---------- TEXT SECTION ----------

Q&A with Linda Leigh Brock
NASCO’s Vice President of Product Management, Linda Leigh Brock, has been with the company for nearly a dozen years and has more than 25 years of experience in information technology across healthcare, telecommunications, and other high-tech industries.
Linda Leigh is leading NASCO’s product strategy and product management organization across the breadth of the company’s product portfolios. She is driving the vision for NASCO’s go-to-market products, overseeing product roadmap development, and leading roadmap execution.
The following Q&A is an edited portion of the Executive Interview Series in which she was invited to participate at the Emids Healthcare Summit 2022.
What does the current landscape of customer engagement in the healthcare space look like?
As healthcare leaders, I think we all recognize that we have been behind-the-curve in terms of engaging our customers in an exciting way, despite the fact that we’ve been surrounded by the same technological capabilities as all the other industries. In the healthcare system, we’ve had to navigate a lot of regulatory change. We’ve been focused on how to navigate some very thin margins and invest most effectively.
Today, I think we’re playing catch-up and trying to move ahead by focusing on the right experiences, engaging our customers and changing the narrative around how they feel about the healthcare ecosystem. But in other cases, I think we may have overcorrected. We went from engaging our customers or members when they reach out to us to proactively reaching out before they make that contact. That may have added more confusion … too many touchpoints, too much information, too often – and not providing the clarity and simplicity that’s needed.
Next, I think all of us are focused on knowing the customer more deeply. That means we can be more intentional, more personal with that engagement. But that does require a tremendous amount of focus on where to invest, how to know who our customers are more deeply, and how to make those interactions more meaningful to achieve the desired outcomes.
How are healthcare organizations thinking about what those customer experiences should look like?
Within our organization, we’ve pivoted to thinking not about systems solutions but about the journeys our customers and members are on in their healthcare interactions. Those journeys help define the touchpoints along the way when customers engage with the healthcare system. That helps identify areas of friction or pain points in their journey.
But we still need to take it a level deeper and understand the impact of that friction. We help organizations focus on the things that affect the perception of the care customers receive, and the health payer experience overall.
If you think about a health plan’s service areas – digital and call centers –we’re focused on enabling and providing richer, more contextualized information about the person who’s engaging with the health plan on the phone or through a digital channel, which allows the health plan to better understand who those customers are, what’s going on with them, even any interactions they’ve had up to that point.

---------- DATASET ENTRIES ----------

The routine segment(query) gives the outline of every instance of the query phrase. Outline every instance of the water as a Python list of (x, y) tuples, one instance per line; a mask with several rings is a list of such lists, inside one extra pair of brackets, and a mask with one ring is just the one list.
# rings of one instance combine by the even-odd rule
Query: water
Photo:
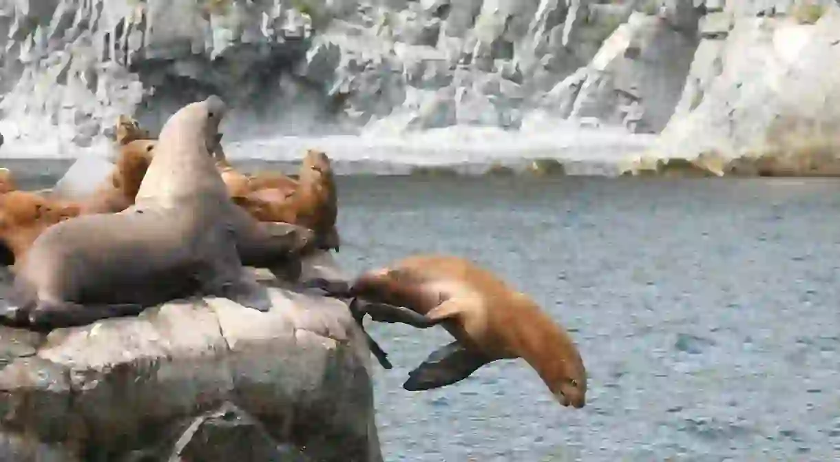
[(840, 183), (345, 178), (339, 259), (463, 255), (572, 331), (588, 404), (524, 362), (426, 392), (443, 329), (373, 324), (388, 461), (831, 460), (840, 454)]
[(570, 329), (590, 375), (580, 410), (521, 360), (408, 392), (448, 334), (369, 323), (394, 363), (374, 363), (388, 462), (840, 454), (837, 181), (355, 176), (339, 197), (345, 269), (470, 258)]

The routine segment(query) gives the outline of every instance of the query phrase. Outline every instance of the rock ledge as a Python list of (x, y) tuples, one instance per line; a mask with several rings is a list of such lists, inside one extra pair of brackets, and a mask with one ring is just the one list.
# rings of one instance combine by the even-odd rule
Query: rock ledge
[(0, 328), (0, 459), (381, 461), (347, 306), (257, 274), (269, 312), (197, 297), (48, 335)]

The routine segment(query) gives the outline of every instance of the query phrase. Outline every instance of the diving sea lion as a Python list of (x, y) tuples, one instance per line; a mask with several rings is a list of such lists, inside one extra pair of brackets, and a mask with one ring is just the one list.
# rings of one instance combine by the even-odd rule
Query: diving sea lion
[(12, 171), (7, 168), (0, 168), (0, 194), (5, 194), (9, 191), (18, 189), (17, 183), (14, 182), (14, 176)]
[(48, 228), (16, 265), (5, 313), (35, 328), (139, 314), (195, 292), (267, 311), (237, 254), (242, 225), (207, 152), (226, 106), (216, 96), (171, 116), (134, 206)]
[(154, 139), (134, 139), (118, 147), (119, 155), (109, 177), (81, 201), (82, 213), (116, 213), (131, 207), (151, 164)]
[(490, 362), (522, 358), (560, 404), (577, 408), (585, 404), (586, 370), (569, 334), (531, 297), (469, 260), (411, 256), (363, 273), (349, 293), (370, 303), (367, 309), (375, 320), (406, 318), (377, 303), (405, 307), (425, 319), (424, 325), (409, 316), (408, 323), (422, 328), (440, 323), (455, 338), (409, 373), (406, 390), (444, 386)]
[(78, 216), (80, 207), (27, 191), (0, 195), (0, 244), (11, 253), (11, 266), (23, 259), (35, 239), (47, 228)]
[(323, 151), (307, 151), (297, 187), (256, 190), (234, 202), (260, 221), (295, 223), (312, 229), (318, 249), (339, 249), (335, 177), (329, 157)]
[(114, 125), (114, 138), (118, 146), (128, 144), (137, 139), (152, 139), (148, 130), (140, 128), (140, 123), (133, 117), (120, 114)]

----------
---------- DATASET ENTRIES ----------

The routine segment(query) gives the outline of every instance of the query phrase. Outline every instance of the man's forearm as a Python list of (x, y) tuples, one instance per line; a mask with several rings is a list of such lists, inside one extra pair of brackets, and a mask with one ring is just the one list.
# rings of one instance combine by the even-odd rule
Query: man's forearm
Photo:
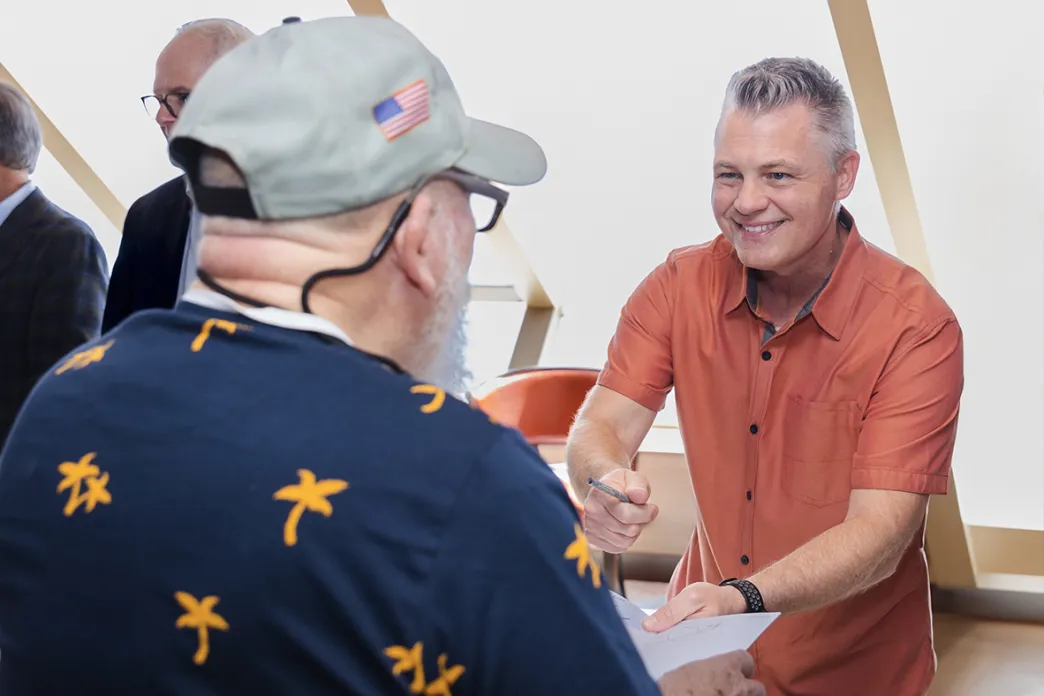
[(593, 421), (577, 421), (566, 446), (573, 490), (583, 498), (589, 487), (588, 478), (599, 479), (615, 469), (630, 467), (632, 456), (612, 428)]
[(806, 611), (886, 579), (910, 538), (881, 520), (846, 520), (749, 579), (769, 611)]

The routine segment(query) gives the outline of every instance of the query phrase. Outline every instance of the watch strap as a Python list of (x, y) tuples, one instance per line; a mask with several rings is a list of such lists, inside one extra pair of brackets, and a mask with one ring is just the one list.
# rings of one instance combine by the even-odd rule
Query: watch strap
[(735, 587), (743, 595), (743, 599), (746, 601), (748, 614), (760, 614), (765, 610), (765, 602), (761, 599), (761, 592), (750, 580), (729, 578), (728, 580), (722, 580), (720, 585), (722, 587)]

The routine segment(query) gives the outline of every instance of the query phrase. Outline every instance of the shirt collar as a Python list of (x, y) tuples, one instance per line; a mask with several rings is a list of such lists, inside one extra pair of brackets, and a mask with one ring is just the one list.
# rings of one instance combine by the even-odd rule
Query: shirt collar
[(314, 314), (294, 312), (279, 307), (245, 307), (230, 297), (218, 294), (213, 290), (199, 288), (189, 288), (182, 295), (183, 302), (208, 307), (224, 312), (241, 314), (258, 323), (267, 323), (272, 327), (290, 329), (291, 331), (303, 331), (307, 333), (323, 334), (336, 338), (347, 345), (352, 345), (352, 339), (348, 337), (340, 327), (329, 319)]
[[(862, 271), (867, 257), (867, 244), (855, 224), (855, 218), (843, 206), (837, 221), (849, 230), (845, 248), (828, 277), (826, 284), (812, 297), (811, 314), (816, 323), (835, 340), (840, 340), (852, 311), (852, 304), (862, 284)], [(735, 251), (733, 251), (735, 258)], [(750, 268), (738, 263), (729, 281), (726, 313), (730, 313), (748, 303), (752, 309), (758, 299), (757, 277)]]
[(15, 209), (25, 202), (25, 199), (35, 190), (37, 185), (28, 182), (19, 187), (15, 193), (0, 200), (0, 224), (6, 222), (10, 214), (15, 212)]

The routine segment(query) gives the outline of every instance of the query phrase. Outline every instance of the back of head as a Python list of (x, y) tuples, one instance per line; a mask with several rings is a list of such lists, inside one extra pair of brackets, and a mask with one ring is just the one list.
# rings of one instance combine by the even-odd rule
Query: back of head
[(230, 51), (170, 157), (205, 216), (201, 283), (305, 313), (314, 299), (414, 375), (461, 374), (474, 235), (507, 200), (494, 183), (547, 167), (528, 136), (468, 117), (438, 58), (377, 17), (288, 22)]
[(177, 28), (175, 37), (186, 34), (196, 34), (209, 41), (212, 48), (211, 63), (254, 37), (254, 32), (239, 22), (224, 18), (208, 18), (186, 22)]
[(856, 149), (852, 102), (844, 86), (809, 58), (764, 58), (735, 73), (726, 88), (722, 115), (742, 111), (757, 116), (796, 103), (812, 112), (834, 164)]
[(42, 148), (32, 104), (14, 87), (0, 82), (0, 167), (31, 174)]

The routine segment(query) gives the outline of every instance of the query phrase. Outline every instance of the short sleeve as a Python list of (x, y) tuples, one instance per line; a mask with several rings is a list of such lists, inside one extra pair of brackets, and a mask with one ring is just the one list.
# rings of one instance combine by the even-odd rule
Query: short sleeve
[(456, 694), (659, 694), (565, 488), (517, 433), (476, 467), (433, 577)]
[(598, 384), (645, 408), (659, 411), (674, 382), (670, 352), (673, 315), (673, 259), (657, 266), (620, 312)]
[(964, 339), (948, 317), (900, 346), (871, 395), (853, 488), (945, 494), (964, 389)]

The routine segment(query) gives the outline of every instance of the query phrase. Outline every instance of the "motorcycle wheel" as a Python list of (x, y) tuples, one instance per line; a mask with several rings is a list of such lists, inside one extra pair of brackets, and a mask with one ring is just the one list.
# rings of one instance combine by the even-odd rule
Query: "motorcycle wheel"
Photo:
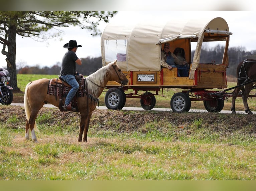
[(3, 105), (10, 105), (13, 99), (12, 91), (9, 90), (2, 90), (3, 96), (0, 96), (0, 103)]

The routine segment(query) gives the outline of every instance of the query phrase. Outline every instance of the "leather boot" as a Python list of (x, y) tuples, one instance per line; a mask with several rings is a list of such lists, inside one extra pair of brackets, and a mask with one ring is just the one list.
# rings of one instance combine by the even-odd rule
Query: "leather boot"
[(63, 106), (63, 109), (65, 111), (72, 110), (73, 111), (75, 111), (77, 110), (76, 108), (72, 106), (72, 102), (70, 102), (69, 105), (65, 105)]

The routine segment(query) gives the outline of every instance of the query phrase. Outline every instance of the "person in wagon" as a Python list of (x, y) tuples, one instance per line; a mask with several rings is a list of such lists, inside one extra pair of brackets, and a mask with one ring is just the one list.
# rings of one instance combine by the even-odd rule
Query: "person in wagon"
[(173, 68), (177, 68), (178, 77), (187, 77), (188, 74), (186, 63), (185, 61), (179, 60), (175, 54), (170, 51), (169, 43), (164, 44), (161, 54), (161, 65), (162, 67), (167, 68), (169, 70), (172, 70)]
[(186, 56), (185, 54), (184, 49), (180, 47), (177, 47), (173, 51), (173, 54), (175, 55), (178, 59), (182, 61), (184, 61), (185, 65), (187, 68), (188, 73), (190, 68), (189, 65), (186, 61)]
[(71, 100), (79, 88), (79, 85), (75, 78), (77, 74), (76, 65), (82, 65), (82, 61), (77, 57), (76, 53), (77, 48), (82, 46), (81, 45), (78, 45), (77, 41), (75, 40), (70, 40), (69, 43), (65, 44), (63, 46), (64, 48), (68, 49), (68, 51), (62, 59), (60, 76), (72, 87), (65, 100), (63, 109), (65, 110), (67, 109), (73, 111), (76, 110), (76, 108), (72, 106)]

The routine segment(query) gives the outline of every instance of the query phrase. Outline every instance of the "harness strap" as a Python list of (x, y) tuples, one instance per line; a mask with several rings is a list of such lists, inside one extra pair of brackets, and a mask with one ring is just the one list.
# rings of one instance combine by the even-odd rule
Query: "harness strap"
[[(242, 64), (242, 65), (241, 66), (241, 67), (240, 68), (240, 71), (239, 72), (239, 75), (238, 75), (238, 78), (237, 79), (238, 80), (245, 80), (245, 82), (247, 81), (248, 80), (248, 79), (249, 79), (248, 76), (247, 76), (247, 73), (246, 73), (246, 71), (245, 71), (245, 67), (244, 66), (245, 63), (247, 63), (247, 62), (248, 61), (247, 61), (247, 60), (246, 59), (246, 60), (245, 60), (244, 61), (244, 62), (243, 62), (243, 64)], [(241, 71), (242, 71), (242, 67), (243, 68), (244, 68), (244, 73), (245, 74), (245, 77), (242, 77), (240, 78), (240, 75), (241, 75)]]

----------

## EXERCISE GOAL
Pick up the Q&A on healthcare customer engagement from its last paragraph and carry it forward.

## REPLY
How can Artificial Intelligence (AI) be used to help improve the customer experience?
AI can be used across the entire spectrum of the healthcare journey. Some examples of simple things like closing gaps in care; making sure you’re getting your regular check-ups, flu shots, more routine or preventative items. Those are simple, but can be very important, particularly for the older demographic.
Then, there are more complex scenarios. You’re learning how to steer them toward the right care programs; but when we start to incorporate larger data sets and analytics about that member, we can start predicting what may happen next and get in front of [those issues].
How would you assess the healthcare industry’s engagement maturity and areas of focus?
I think we’ve made some progress with our member engagement. There is still a lot of work to be done there, but I do feel the investments are being made; the right focus is there.
The next evolution is what I would call “the age demographic borders.” The younger population and the older population (especially as they age into Medicare programs), their variations on brand loyalty, cost considerations and understanding of the healthcare system differ tremendously from what we look at as our average age bubble. Our averageaged member has become somewhat used to the complexities of the healthcare system. But this complexity can be extremely burdensome to new customers and to customer caregivers as well, which can result in dire consequences around patient care outcomes and costs. On the other end of the spectrum, I don’t see our younger demographic tolerating the traditional healthcare experience, and they will look for something very different.
We’ve done a good job moving the needle on experience. I think the next frontier for us is to figure out how to simplify the healthcare ecosystems and the healthcare system overall, which will benefit everyone.